Text under study:

Over Three Decades Since Reunification, Germany Is Still Fractured

Steffen Mau

October 3, 1990, saw the reunification of Germany. But more than 30 years later, inequalities are deeper than ever — and Easterners are angered at the promises that weren’t realized.

A typical scene in Lütten Klein, 1969. (Hubert Link / Bundesarchiv)

Interview by
Loren Balhorn

Between the thirtieth anniversary of the fall of the Berlin Wall in November 2019 and the anniversary of German reunification last October, the German-language book market was met with a flood of titles purporting to reexamine the historical relationship between East and West Germany and evaluate Easterners’ status post-reunification.

One of the most noteworthy was Lütten Klein: Leben in der ostdeutschen Transformationsgesellschaft by sociologist Steffen Mau. Drawing on a wide range of sources as well as his own experience growing up in Lütten Klein — a model district of the port city of Rostock — Mau’s book charts the rise of the German Democratic Republic (GDR) and the society it nurtured from its founding in the late 1940s to its collapse. It explores the complexities of the relationship between the population and the ruling Socialist Unity Party (SED), identifies the social groups and structures that consolidated over the decades, and explores the rhythms of life in East Germany’s rapidly growing cities.

After sketching out the East German social structure pre-1989, Mau shows how the traumas of reunification — collapse of the political system and public sphere, wholesale privatization of the economy, mass unemployment and outmigration — impacted different sections of the population. He paints a picture of a region marked by stark “social fractures” between a handful of booming cities and vast rural zones abandoned to decline and depopulation. This frustration among East Germans, compounded by a distrust of elites inherited from the GDR, has ultimately created the conditions in which right-wing populism can flourish.

Steffen Mau spoke with Jacobin’s Loren Balhorn about what kind of society East Germany really was, what reunification meant for its citizens, and why calls for “intra-German talk therapy” won’t be enough to heal the country’s wounds.


Loren Balhorn

Lütten Klein has received a lot of praise since it first appeared. What made you decide to write the book?

Steffen Mau

I came up with the idea because I saw something was missing. Two opposite, potentially even hostile, societies unite — that’s one of the most exciting sociological experiments you could imagine. One would’ve assumed that there were already countless sociology books on the market examining this process from all sides, but I couldn’t think of any that I would wholeheartedly recommend.

Many regarded German reunification as nearly resolved, despite the fact that so many differences and imbalances are still visible. I wanted to describe this in a way that stood out from books focused on the political system, the party and state leadership, ideological doctrine, state security, and things like that. As a sociologist, I wanted to take the society as such seriously and tell the story from the inside out, as impartially as possible.

The Fritz family in their new Lütten Klein apartment, 1966. (Joachim Spremberg / Bundesarchiv)
Loren Balhorn

And from your own experiences, as well.

Steffen Mau

Yes, that was a “bonus,” so to speak, which I actively used. I had to decide whether I wanted to write a book in which my own involvement was rendered invisible, or one in which I made the biographical perspective from which I was writing and analyzing explicit.

I found the latter to be more honest, even if it is considered an unscientific approach. One could argue, however, that it’s much more scientific to admit the premises of your own analysis. At the same time, you can’t allow yourself to be compromised and limit that analysis by doing so.

Loren Balhorn

Do you think your book helped to make East German society more understandable for people who didn’t experience it themselves?

Dataset extract:
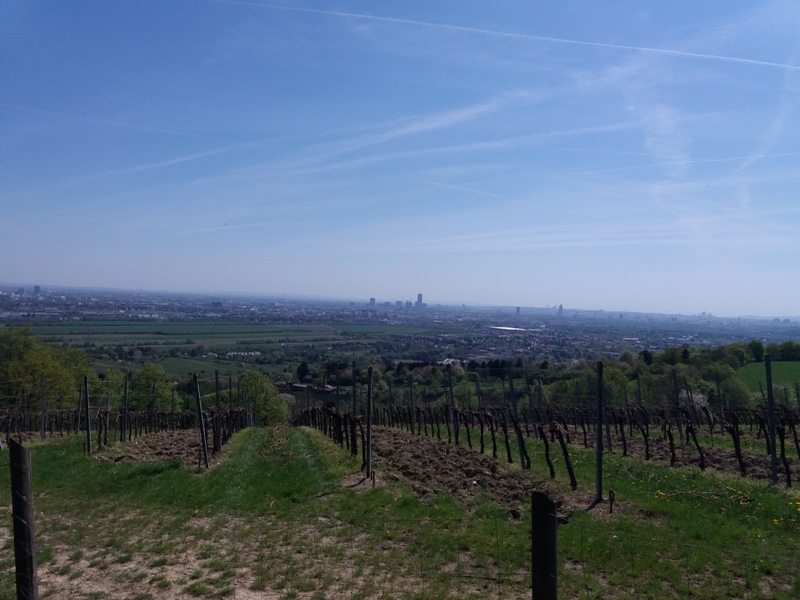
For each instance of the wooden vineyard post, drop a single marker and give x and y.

Your goal: Continue the interview with Steffen Mau about German reunification, starting right after its last line.

Response area:
Steffen Mau

I received an incredible number of reactions to the book. Even celebrities from neoliberal and conservative media wrote me emails saying, “We’ve never gotten to know the GDR like that before.” After all, narratives of the GDR almost always take its failure as their point of departure, and I tried to avoid that, even though its defects play a central role. I first asked: “How did people live? Why did they bind themselves to the system? What did the organization of everyday life look like? What forms of living played a role?” That’s what made the book interesting, perhaps especially for West Germans.

More important, however, I think that with the thirty years since reunification, a kind of grace period has passed. You can talk about the GDR differently now, without getting mired in the trenches of ideology. Mutual interest between East and West has gone up again, and the relationship has relaxed somewhat.

There’s still this image of the whiny East Germans acting up again. That will probably never go away entirely. But if you look at federal president Frank-Walter Steinmeier’s speech on October 3, the thirtieth anniversary of reunification, there are lines in there that incorporate the East Germans into the discourse quite seriously — things that the media didn’t take up as intensively as they should have, such as an acknowledgment that mistakes were made during reunification, that criticism of privatization and many other things should be permitted, and that the East was forced to undergo a one-sided transformation.

Residents grab a bite to eat at the local “Grill-Bar” in Lütten Klein’s renowned multipurpose shopping center, 1969. (Jürgen Sindermann / Bundesarchiv)
Loren Balhorn

Isn’t this new public understanding for East Germans merely a reaction to the rise of the Alternative für Deutschland (AfD)?

Steffen Mau

The developments in the East were certainly something of an alarm bell. Though we shouldn’t equate the two, Pegida and the AfD’s electoral successes have made East Germans’ underlying rumblings more visible than before.

The problem is that these actors also politicize things that went wrong in the East. We don’t want to play into their hands, and we can’t just ignore this discourse, but it also can’t be conducted in a way that works in favor of the AfD or other right-wing populist groups. When opening up the space for discourse, you have to ensure that you strike a balance and avoid lapsing into a culture of complaining in which the AfD’s supporters feel vindicated.

Loren Balhorn

You describe East German society as a “proletarian petit-bourgeois society,” and sometimes also a “society of standardization.” Clearly, the GDR wasn’t a real workers’ and peasants’ state in your eyes. What kind of society was it then?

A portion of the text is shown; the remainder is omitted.